* EXCERPT PROVIDED
>>>
Gaddafi’s gone, the ruling class remains
The war in Libya is over and the old dictator Gaddafi has met a violent and inglorious end. The leaders of the free and democratic powers are congratulating themselves on their support for the rebels (now the legal government). The people of Libya celebrate their new freedom and the victory of the revolution. Not too triumphalist, a word of criticism for the brutal manner of Gaddafi’s end, not fitting for one in the rulers club, but a job well done by NATO for a change. This is the narrative in the media.
Gaddafi wasn’t the only one to meet a violent end; 50 Gaddafi supporters were executed with their hands tied behind their back on the eastern edge of Sirte. The town of Tawargha was ransacked and the 30,000 residents banned from returning because of their support for Gaddafi. We shouldn’t be too surprised by the level of brutality meted out to the defeated, because the new regime received its training under the old regime, in fact some of them used to be the old regime.
The new Transitional National Council of Libya wants to avoid the mistakes of Iraq where many of the repressive structures were dismantled. This time those who benefited under Gaddafi will remain. When criticism of the old regime is made the emphasis is on the idea of the all powerful dictator with his handful of loyal cronies rather than the embarrassing collusion of the whole Libyan elite. The announcement of Abdurrahim al-Keib as the new interim Prime Minister can be seen as an attempt by the TNC to distance itself from the past. The previous holder of that position, Mustafa Abdul Jalil, was a justice minister under Gaddafi. Also we shouldn’t forget that the nations who raced to defend democracy this year were rubbing shoulders with Gaddafi last year.
<<<
* TASKS TO COMPLETE
• A. Can you repeat, word for word, the passage of the article on post-Gaddafi Libya from "The new Transitional" to "Gaddafi last year."?
• B. Answer these questions about the article on post-Gaddafi Libya:
(i) According to the media narrative it describes, who did "a job well done" for a change?
(ii) How many residents of Tawargha were banned from returning?
(iii) What position did Mustafa Abdul Jalil hold under Gaddafi?
• C. What comes next in the article on post-Gaddafi Libya? Continue it from the end of its final paragraph.

* GIVEN INFORMATION
>>>
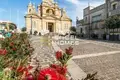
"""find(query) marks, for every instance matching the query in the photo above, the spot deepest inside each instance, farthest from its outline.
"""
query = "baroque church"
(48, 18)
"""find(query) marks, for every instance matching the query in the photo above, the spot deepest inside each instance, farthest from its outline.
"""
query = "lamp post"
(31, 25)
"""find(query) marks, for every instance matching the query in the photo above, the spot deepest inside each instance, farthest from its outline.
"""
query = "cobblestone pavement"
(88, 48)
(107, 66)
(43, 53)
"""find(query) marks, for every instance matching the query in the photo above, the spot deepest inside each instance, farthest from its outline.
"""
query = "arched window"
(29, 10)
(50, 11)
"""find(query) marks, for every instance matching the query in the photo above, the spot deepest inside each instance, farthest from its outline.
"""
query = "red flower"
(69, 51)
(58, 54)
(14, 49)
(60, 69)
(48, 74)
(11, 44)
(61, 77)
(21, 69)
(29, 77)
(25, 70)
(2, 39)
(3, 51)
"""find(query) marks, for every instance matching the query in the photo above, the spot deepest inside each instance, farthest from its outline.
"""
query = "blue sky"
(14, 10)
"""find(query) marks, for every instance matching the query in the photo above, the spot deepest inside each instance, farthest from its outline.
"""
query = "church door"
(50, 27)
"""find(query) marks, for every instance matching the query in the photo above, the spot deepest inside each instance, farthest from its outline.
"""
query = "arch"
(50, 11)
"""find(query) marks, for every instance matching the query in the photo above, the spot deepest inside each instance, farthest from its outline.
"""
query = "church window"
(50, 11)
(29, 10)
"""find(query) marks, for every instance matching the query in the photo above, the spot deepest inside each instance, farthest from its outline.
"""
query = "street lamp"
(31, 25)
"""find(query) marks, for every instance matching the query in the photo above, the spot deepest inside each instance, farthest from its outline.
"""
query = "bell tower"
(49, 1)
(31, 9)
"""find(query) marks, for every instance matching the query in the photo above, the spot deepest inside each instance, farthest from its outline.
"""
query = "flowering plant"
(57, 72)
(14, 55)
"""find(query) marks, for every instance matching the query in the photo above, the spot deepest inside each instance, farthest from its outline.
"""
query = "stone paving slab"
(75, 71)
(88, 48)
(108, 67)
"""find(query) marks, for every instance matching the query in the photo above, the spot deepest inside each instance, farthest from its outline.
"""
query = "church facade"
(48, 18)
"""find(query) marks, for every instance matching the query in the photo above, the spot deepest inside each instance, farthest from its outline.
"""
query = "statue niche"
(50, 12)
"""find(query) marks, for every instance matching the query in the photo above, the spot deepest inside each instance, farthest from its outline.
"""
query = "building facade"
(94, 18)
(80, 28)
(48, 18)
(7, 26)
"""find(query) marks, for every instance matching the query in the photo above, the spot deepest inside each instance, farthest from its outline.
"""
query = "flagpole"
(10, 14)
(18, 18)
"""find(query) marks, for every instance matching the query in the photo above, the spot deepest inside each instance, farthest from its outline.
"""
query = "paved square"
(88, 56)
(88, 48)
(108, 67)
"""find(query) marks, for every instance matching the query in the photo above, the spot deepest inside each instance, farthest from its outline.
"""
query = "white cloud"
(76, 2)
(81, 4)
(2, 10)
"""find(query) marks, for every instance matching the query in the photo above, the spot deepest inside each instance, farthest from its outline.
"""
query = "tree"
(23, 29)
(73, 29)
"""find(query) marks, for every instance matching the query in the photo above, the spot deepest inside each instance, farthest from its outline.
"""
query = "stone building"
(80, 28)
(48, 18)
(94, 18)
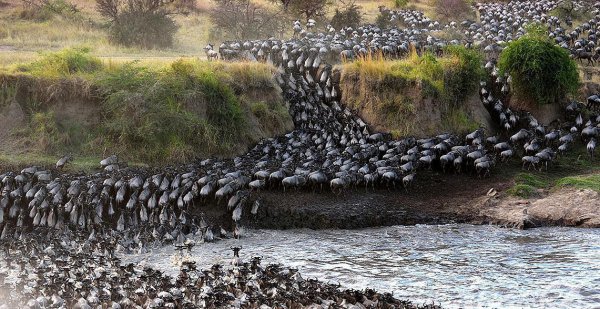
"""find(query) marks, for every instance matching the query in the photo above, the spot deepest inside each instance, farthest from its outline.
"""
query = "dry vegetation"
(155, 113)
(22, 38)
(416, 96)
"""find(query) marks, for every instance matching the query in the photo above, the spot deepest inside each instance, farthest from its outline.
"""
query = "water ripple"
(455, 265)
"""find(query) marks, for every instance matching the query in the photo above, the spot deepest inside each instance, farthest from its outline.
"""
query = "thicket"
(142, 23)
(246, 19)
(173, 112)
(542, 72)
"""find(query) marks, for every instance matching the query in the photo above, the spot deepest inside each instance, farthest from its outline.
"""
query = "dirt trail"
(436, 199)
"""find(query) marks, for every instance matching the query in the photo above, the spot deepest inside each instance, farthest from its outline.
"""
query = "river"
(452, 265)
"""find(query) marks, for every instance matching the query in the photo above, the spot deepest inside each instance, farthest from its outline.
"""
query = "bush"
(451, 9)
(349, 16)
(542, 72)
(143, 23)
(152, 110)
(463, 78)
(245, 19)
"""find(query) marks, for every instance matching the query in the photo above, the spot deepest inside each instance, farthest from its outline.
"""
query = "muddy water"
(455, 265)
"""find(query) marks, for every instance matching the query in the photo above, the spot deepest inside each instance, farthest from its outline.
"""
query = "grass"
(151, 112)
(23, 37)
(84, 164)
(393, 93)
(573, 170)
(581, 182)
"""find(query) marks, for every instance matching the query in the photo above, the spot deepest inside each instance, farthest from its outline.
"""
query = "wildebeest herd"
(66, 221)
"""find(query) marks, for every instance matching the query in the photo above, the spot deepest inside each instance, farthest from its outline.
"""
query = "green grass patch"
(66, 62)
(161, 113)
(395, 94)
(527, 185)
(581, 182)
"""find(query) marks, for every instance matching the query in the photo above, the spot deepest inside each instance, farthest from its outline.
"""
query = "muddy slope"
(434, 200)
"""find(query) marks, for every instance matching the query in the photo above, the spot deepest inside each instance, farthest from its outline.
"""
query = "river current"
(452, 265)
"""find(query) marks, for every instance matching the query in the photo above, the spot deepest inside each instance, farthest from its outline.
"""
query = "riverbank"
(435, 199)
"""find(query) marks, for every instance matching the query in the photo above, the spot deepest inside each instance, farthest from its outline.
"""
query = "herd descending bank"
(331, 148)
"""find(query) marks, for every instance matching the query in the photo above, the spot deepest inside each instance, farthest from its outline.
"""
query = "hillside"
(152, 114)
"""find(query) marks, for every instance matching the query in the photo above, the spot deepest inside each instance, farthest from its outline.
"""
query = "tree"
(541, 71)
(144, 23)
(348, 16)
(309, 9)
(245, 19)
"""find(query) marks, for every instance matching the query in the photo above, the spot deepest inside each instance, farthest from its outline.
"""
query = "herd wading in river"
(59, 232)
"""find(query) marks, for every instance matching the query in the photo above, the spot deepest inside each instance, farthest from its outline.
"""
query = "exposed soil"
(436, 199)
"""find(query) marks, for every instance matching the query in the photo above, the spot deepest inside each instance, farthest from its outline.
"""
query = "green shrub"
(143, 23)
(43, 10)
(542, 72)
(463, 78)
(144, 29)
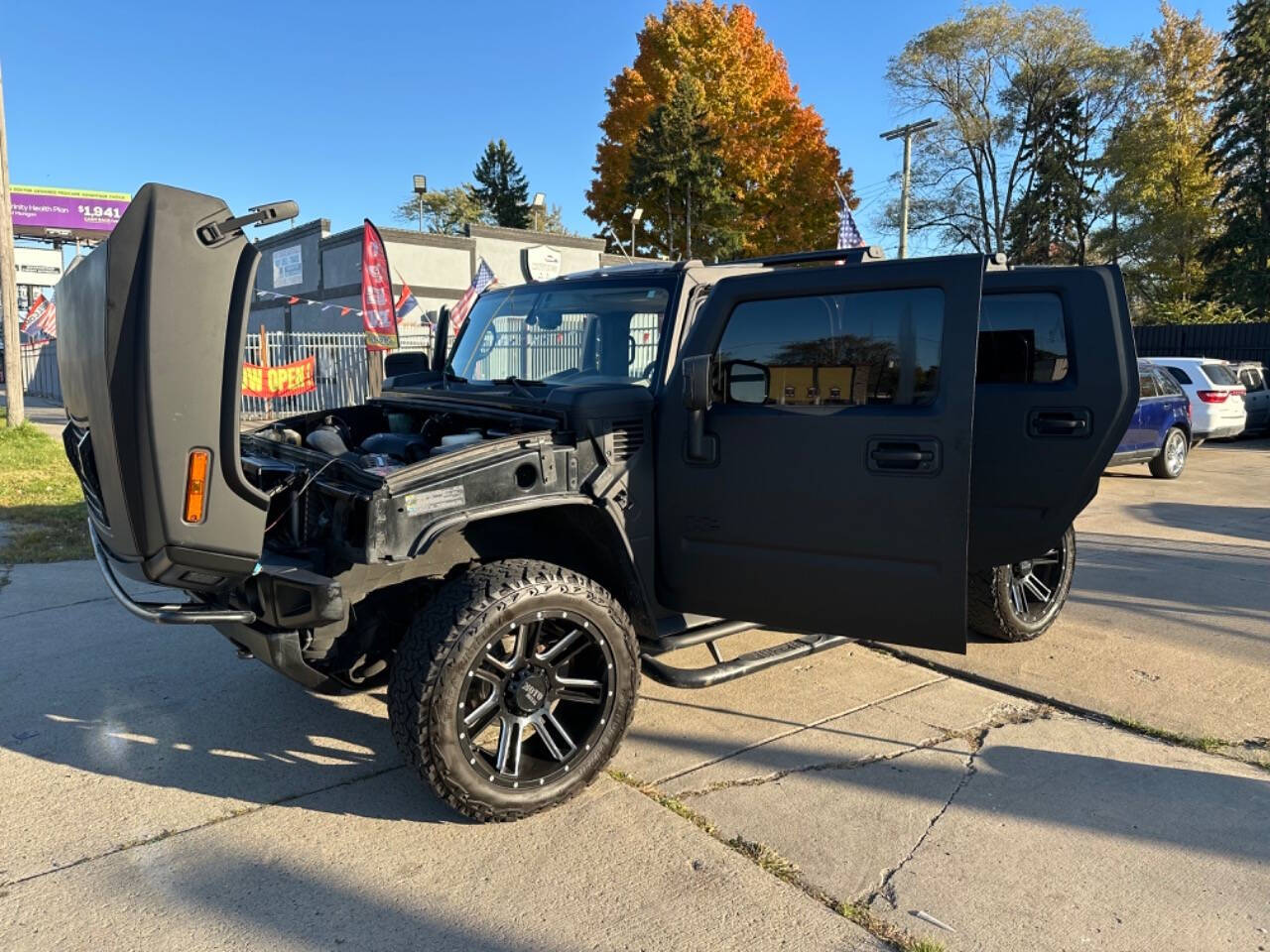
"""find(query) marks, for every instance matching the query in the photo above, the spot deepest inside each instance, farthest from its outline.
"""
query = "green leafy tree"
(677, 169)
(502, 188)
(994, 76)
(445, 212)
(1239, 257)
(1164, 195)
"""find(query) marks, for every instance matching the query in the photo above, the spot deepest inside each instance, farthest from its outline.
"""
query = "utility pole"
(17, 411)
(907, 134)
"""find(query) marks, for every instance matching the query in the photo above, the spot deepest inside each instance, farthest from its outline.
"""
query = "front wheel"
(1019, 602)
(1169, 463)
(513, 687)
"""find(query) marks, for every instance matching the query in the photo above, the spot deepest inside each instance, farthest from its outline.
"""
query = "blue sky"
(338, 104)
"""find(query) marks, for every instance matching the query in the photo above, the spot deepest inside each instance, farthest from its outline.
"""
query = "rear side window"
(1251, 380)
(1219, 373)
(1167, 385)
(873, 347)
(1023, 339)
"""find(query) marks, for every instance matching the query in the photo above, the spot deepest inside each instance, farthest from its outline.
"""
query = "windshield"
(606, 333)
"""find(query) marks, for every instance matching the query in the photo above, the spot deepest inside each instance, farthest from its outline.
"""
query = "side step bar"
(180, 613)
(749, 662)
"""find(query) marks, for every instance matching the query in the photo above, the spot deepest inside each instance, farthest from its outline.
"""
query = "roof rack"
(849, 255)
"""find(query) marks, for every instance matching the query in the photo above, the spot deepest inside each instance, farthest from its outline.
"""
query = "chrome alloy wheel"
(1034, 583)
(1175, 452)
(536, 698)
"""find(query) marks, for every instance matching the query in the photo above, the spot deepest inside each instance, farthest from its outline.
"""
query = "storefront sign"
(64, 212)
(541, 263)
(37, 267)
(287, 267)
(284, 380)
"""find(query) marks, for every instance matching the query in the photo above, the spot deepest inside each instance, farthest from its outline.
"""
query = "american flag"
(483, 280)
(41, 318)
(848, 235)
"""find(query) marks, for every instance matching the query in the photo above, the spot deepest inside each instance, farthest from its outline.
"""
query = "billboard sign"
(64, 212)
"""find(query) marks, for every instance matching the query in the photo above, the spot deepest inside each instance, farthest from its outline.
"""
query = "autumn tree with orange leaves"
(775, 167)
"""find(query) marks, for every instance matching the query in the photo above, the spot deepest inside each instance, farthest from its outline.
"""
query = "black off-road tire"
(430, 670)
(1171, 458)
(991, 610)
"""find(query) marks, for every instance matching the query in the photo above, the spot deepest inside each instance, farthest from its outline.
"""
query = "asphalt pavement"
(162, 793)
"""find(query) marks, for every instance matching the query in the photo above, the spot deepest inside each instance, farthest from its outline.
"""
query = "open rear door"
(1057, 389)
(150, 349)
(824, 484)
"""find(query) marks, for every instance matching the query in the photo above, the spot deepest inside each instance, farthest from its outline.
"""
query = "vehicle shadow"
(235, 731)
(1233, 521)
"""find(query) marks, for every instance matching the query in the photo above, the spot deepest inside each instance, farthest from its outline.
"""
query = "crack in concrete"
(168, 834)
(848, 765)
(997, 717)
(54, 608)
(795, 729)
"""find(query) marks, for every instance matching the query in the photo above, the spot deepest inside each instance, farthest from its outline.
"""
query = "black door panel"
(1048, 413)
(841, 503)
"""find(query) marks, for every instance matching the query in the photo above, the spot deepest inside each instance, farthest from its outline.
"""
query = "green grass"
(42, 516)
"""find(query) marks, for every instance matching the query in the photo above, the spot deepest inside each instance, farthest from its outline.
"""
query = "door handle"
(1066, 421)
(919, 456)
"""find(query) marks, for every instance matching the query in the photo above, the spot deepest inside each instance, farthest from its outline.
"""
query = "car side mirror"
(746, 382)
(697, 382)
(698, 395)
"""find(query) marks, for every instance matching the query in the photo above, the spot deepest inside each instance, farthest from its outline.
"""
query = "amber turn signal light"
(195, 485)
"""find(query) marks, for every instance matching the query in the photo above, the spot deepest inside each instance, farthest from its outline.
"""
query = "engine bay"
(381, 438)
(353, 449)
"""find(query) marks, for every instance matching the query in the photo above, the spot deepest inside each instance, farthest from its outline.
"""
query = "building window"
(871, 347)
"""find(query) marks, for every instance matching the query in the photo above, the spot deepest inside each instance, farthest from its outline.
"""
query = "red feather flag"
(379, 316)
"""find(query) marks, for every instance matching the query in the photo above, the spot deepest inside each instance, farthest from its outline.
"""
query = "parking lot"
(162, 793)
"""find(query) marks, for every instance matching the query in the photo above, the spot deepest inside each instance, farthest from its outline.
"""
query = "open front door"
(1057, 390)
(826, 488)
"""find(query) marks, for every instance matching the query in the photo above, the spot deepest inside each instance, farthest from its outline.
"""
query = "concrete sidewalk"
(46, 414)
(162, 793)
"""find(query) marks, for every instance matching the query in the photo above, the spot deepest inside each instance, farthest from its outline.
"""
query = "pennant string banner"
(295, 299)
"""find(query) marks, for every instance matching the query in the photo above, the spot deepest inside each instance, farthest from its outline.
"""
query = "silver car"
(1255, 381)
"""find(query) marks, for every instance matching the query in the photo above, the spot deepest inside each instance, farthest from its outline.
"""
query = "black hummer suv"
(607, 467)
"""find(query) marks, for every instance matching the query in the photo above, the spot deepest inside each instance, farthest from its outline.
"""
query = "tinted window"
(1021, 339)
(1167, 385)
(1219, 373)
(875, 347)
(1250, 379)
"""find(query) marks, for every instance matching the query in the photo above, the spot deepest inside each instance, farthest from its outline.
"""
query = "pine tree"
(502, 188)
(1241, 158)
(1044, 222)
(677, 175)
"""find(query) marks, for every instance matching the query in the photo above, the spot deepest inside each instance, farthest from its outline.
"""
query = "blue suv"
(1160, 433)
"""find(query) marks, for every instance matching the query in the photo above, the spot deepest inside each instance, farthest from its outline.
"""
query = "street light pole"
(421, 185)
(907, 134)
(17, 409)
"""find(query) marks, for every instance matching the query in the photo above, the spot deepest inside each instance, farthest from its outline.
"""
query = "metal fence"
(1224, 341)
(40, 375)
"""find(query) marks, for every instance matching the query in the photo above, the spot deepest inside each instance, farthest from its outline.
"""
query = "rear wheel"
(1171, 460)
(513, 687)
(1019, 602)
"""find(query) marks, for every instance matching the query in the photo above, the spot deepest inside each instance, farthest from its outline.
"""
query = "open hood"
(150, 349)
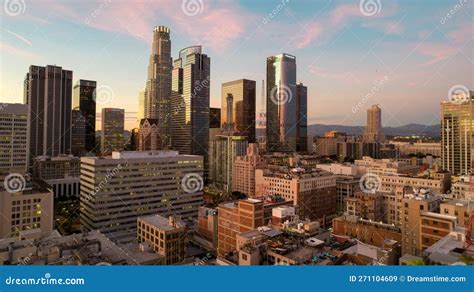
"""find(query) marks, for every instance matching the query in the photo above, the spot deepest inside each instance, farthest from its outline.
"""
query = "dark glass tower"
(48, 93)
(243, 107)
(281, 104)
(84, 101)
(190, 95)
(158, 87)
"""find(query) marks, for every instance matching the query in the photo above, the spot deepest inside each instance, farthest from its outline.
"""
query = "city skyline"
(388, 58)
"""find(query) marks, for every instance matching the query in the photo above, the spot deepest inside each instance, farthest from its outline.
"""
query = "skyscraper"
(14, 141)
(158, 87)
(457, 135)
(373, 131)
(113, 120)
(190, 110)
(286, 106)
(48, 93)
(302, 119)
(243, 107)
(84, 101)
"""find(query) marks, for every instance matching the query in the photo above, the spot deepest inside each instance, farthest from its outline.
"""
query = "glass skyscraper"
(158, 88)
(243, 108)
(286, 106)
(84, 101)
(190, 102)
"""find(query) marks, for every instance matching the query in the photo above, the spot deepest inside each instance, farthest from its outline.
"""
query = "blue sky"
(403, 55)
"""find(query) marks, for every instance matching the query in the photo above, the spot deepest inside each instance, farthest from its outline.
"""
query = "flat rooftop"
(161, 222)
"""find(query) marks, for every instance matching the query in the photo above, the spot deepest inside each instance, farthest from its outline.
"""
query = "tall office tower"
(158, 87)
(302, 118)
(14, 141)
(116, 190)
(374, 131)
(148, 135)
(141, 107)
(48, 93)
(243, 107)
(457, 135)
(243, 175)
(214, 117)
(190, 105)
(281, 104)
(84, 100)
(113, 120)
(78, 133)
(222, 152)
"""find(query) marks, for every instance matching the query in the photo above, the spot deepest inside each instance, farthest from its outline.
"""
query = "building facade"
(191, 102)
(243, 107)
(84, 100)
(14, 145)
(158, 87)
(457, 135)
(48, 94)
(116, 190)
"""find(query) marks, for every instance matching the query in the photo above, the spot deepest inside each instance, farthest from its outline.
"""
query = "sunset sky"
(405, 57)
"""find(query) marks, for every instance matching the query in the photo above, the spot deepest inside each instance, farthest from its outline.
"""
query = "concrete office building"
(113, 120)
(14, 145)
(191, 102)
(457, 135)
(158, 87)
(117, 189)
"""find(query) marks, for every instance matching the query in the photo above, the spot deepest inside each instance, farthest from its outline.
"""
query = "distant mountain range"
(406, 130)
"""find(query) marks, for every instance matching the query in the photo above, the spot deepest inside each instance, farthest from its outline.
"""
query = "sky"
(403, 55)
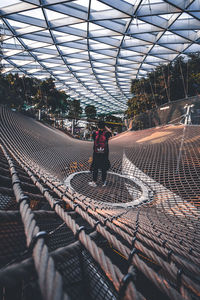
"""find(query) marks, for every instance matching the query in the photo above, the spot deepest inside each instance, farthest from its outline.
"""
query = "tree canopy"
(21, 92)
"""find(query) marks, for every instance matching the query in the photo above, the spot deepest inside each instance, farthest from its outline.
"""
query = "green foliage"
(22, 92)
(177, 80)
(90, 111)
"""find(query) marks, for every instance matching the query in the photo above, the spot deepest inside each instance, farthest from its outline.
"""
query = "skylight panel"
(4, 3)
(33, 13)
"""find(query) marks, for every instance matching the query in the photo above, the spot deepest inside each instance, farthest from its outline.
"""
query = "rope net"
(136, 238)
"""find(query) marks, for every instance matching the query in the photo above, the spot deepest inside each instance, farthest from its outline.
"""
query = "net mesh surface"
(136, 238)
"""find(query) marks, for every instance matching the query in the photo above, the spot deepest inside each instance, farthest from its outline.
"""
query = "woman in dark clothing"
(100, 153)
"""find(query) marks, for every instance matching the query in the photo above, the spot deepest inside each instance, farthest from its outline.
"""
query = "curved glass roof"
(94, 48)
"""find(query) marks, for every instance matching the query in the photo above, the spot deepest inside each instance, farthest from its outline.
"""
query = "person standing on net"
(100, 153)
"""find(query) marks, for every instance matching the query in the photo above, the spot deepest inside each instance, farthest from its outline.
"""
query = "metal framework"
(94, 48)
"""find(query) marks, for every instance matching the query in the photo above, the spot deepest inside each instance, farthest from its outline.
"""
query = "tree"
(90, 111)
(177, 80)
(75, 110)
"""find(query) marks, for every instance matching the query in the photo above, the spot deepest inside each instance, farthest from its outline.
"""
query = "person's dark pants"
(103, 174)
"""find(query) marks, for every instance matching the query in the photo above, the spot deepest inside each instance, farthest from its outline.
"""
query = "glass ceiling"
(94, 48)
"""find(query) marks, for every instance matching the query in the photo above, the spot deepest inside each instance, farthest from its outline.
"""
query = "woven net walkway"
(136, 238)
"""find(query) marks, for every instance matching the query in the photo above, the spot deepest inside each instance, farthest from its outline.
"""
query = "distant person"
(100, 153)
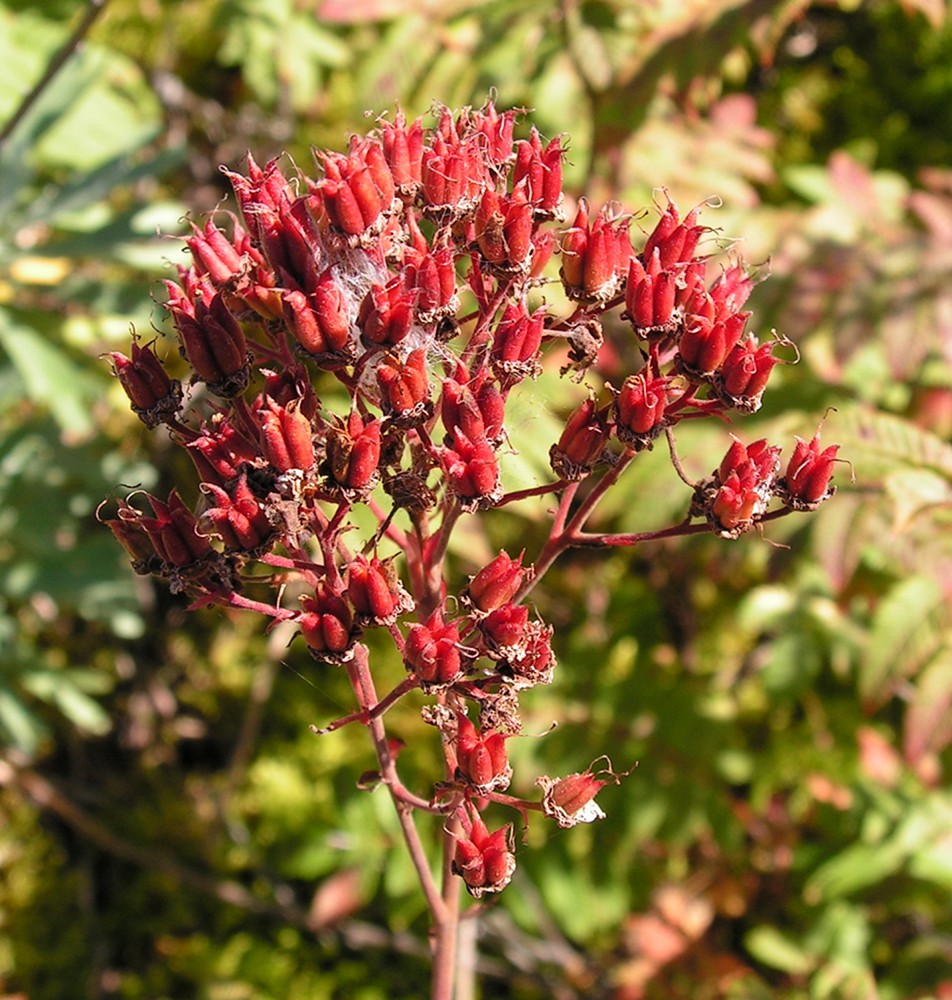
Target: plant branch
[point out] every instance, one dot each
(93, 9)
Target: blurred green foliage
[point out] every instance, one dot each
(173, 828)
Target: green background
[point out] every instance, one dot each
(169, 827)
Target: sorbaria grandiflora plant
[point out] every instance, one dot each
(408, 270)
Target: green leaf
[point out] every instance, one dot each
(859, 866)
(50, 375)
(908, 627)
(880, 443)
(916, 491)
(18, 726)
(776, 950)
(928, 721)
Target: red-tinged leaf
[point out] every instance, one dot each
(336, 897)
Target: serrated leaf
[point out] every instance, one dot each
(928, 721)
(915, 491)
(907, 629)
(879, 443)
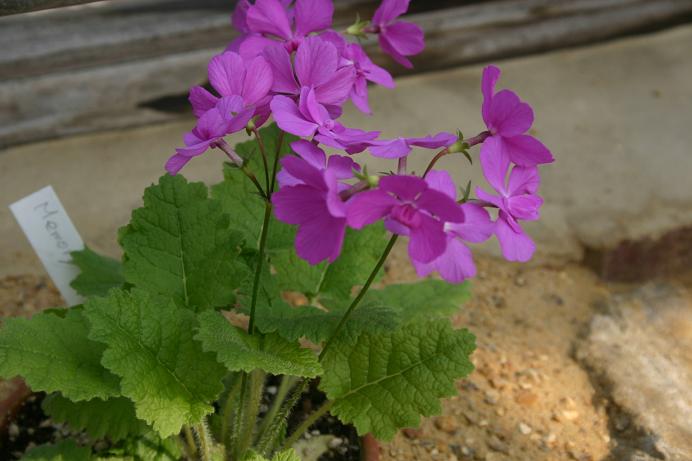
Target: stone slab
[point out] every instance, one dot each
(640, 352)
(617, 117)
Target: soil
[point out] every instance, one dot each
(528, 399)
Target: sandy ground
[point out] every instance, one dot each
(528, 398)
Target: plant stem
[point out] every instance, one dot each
<<<
* SOLVED PROBLEMS
• A.
The new Transitional National Council of Libya wants to avoid the mistakes of Iraq where many of the repressive structures were dismantled. This time those who benefited under Gaddafi will remain. When criticism of the old regime is made the emphasis is on the idea of the all powerful dictator with his handful of loyal cronies rather than the embarrassing collusion of the whole Libyan elite. The announcement of Abdurrahim al-Keib as the new interim Prime Minister can be seen as an attempt by the TNC to distance itself from the past. The previous holder of that position, Mustafa Abdul Jalil, was a justice minister under Gaddafi. Also we shouldn’t forget that the nations who raced to defend democracy this year were rubbing shoulders with Gaddafi last year.

• B.
(i) NATO
(ii) 30,000
(iii) Justice minister

• C.
This attempt to bury the past is also an attempt to avoid a new civil war between the factions that have emerged in the new Libyan state. The bourgeoisie in Libya is not united in action. There are differences between east and west Libyans, Islamists, tribes, local warlords and non-TNC rebels. The TNC is an attempt to hold things together and prevent the country descending into total chaos.
The inter-bourgeois war in Libya also had a clear imperialist dimension. The intervention of France, Britain and the US via airstrikes, 10,000 according to the BBC, helped to swing the civil war in the favour of the rebels.
The triumph of the TNC over Gaddafi’s forces is no victory for the working class or the legions of the exploited in Libya. The development of the uprising into a civil war between bourgeois factions, backed by the imperialist powers, was a symptom of the weakness of the working class in comparison to Egypt, where the working class played a significant role in the movement even if it failed to take decisive leadership.
This does not mean that the class struggle is totally absent from Libya. At the end of October, strike action by Waha Oil workers, unhappy at the continued presence of the same directors who collaborated with the Gaddafi forces during the civil war, had been going on for two months. The TNC backed the directors, not the workers of course. Workers from other refineries and other sectors of the oil industry joined them in protest outside the National Oil Corporation headquarters, also unhappy about the Gaddafi supporters who manage them. The future for the Libyan workers lies in the continuing defence of their own class interests against whichever faction takes the reins of power, but their main hope lies in the development of the class struggle throughout the region and across the globe.